• [Work instructions] Write out every line of the data below exactly as given.

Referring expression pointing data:
··········
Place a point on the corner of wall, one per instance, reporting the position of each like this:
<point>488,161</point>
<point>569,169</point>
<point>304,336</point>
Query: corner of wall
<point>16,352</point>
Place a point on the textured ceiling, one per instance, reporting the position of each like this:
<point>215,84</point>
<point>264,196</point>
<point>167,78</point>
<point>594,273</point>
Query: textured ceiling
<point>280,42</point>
··········
• [Response to the task]
Place a point on the corner of wall, one per instance, reporting the position of each like this:
<point>488,161</point>
<point>569,169</point>
<point>304,336</point>
Query: corner of wall
<point>16,352</point>
Place a point on the textured ceiling, one per instance, reporting the position of each like this:
<point>215,84</point>
<point>264,196</point>
<point>167,78</point>
<point>594,273</point>
Query: textured ceiling
<point>280,42</point>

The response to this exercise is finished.